Provided passage:
╭──

Utt: Well, just having a group of peers as a director is really special, and not something I think a lot of us get to have, because it can be a very lonely job. You're a lot of people's boss, in a lot of ways, when it comes to actually making the thing. So that was awesome, as was just sharing challenges and tricks and tips and watching other people's process. Beyond the first week, we didn't actually have a ton of time to interact with each other beyond getting drinks at the end of our very long days because we were so immersed in workshopping our own scenes. The big thing that the Labs did for me was create a space in which creators are invited to address their greatest fears surrounding their work. For me, with this particular project, it was owning the material, because it was something we had shared for so long, and our dynamic had shifted. I had a lot of guilt and fear about taking the lead. My character was a really hard one to figure out for a long time. We realized she'd been neglected in the same way that I had neglected to own the material and bring myself to the story, despite the fact that the logline is actually deeply tied to some of my most deep seeded issues. It took the Labs to realize that, after years of working on it, and so that was incredible. You then get mentors. You get a community of mentors who have done this before, and are there to say, “You can't fuck this up as long as you keep showing up.”

NFS: The film features a number of sequences where one event is cross-cut with another, i.e. when Jackie forgets about her daughter and leaves her with an accountant. In this sequence and throughout, how are you editing for comedic beats and timing?

Tullock: I want to say one quick thing about that with regards to the script, and then I'll let Hannah talk about the actual editing. I don't actually consider it a comedy, I consider it just a story. I think maybe you could call it a dark comedy. Something that's specific to the stories that we create together (and more indicative of what we believe about the world) is that there is levity to be found in deep pain and in deep human hubris. I think once you admit that to yourself, and that's the lens through which you're looking at the world, it shouldn't be difficult to volley between the darker and the lighter elements that we live in every day. So we were never trying to write a funny scene versus, “Okay, this scene should emotionally manipulate you.” It was like we were just tracking where the characters were in this typography of the story, and then that would happen organically.

╰──

Stored data:

╭──

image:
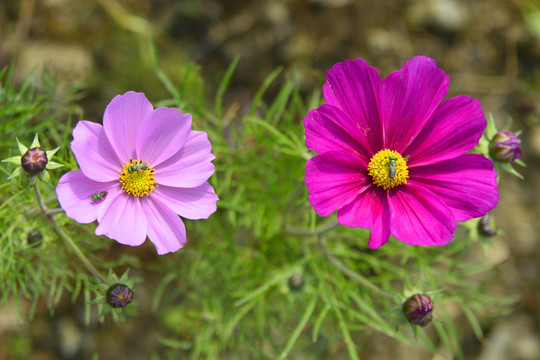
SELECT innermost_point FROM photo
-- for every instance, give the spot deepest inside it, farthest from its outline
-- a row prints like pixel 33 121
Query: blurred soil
pixel 490 49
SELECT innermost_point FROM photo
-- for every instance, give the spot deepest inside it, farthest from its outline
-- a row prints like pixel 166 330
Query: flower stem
pixel 49 215
pixel 350 273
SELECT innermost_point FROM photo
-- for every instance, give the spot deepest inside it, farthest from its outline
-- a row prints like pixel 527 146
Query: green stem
pixel 49 215
pixel 350 273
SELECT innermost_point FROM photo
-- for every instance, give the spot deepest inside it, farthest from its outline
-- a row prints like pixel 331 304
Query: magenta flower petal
pixel 123 220
pixel 411 95
pixel 193 203
pixel 139 171
pixel 94 153
pixel 329 128
pixel 75 192
pixel 122 120
pixel 161 134
pixel 357 88
pixel 391 155
pixel 453 129
pixel 419 217
pixel 369 210
pixel 466 184
pixel 189 167
pixel 165 229
pixel 334 179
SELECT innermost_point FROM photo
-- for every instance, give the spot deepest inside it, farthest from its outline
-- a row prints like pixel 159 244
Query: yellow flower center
pixel 388 169
pixel 137 178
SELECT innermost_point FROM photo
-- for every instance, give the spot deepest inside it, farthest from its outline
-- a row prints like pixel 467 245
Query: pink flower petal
pixel 453 129
pixel 122 119
pixel 123 220
pixel 334 179
pixel 466 184
pixel 329 128
pixel 419 217
pixel 94 153
pixel 161 134
pixel 192 203
pixel 369 210
pixel 189 167
pixel 410 97
pixel 357 88
pixel 75 190
pixel 165 229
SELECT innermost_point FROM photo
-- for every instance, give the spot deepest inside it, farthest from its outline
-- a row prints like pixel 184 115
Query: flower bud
pixel 34 160
pixel 296 282
pixel 418 309
pixel 504 147
pixel 119 295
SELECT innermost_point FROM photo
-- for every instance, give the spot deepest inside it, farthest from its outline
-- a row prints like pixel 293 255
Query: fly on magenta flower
pixel 392 155
pixel 139 171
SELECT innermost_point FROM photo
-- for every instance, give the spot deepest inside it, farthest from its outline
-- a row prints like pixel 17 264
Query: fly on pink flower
pixel 139 171
pixel 392 155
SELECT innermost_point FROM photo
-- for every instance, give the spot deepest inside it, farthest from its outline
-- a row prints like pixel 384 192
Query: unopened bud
pixel 296 282
pixel 34 160
pixel 119 295
pixel 418 309
pixel 505 147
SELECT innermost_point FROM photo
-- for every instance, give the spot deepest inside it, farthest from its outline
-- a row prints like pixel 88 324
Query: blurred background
pixel 490 49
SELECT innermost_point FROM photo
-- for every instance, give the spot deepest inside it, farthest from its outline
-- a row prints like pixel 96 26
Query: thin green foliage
pixel 228 292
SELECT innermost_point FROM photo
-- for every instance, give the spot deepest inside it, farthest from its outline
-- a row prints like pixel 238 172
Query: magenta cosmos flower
pixel 138 171
pixel 392 156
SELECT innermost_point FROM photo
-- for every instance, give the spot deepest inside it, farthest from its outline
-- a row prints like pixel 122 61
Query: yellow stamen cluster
pixel 137 178
pixel 379 169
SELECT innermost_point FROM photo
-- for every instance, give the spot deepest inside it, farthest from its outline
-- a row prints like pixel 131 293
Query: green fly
pixel 99 196
pixel 141 166
pixel 392 166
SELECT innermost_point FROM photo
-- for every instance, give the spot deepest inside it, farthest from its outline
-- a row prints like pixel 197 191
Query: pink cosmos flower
pixel 392 157
pixel 138 171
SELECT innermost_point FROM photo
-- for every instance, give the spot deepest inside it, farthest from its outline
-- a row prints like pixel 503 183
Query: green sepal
pixel 510 169
pixel 53 165
pixel 22 149
pixel 13 160
pixel 491 129
pixel 50 153
pixel 45 177
pixel 15 173
pixel 35 142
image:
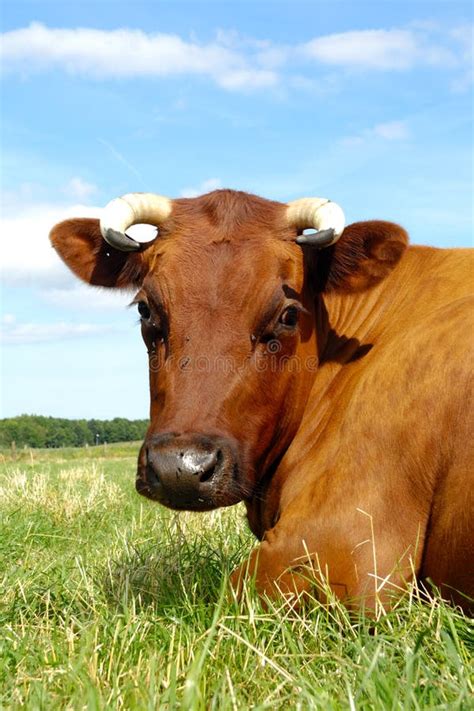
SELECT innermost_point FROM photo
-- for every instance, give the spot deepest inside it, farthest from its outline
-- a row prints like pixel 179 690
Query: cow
pixel 318 373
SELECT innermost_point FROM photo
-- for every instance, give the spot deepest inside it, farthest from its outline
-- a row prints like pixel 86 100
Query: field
pixel 108 601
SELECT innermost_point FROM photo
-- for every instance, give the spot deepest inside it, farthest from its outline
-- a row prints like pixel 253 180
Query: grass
pixel 108 601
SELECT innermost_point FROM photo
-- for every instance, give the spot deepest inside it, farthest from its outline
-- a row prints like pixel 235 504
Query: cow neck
pixel 347 328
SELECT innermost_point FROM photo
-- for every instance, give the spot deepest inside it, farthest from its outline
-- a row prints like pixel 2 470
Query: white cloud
pixel 392 130
pixel 128 53
pixel 79 189
pixel 388 131
pixel 231 61
pixel 27 256
pixel 377 49
pixel 205 187
pixel 13 333
pixel 83 297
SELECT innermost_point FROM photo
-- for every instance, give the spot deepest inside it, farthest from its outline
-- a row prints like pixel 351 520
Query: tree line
pixel 38 431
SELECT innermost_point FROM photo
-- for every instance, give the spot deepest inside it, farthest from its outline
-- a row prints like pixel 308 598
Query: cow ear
pixel 80 245
pixel 365 254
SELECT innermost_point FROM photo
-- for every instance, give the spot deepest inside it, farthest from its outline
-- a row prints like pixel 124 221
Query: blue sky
pixel 369 104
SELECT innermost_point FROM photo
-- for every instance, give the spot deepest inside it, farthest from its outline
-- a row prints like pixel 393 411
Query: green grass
pixel 108 601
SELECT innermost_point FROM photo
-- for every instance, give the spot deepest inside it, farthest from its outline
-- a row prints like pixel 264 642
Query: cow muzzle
pixel 190 472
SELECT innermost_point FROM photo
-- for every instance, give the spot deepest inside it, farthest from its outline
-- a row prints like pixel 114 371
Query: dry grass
pixel 111 602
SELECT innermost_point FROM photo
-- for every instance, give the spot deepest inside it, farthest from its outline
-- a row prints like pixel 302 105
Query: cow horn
pixel 322 215
pixel 131 209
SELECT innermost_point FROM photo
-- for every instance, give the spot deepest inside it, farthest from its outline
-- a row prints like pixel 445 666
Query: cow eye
pixel 289 317
pixel 143 310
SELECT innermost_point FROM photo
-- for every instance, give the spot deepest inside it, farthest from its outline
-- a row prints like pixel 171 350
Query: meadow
pixel 109 601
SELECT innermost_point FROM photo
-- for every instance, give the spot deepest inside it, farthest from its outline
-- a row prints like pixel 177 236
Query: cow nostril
pixel 214 465
pixel 152 476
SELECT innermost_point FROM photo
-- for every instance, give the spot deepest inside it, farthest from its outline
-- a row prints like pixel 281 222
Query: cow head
pixel 227 297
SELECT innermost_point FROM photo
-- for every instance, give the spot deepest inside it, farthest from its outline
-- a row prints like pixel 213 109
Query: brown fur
pixel 356 468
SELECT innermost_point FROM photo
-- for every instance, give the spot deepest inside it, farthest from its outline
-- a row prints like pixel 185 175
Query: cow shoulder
pixel 364 255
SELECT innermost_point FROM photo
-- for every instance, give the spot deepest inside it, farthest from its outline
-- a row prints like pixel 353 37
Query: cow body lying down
pixel 329 389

╰──

Problem to work on: Output the film interview in full, word for word. The data has nothing to do with the film interview.

Worked answer:
Utt: Well, just having a group of peers as a director is really special, and not something I think a lot of us get to have, because it can be a very lonely job. You're a lot of people's boss, in a lot of ways, when it comes to actually making the thing. So that was awesome, as was just sharing challenges and tricks and tips and watching other people's process. Beyond the first week, we didn't actually have a ton of time to interact with each other beyond getting drinks at the end of our very long days because we were so immersed in workshopping our own scenes. The big thing that the Labs did for me was create a space in which creators are invited to address their greatest fears surrounding their work. For me, with this particular project, it was owning the material, because it was something we had shared for so long, and our dynamic had shifted. I had a lot of guilt and fear about taking the lead. My character was a really hard one to figure out for a long time. We realized she'd been neglected in the same way that I had neglected to own the material and bring myself to the story, despite the fact that the logline is actually deeply tied to some of my most deep seeded issues. It took the Labs to realize that, after years of working on it, and so that was incredible. You then get mentors. You get a community of mentors who have done this before, and are there to say, “You can't fuck this up as long as you keep showing up.”

NFS: The film features a number of sequences where one event is cross-cut with another, i.e. when Jackie forgets about her daughter and leaves her with an accountant. In this sequence and throughout, how are you editing for comedic beats and timing?

Tullock: I want to say one quick thing about that with regards to the script, and then I'll let Hannah talk about the actual editing. I don't actually consider it a comedy, I consider it just a story. I think maybe you could call it a dark comedy. Something that's specific to the stories that we create together (and more indicative of what we believe about the world) is that there is levity to be found in deep pain and in deep human hubris. I think once you admit that to yourself, and that's the lens through which you're looking at the world, it shouldn't be difficult to volley between the darker and the lighter elements that we live in every day. So we were never trying to write a funny scene versus, “Okay, this scene should emotionally manipulate you.” It was like we were just tracking where the characters were in this typography of the story, and then that would happen organically.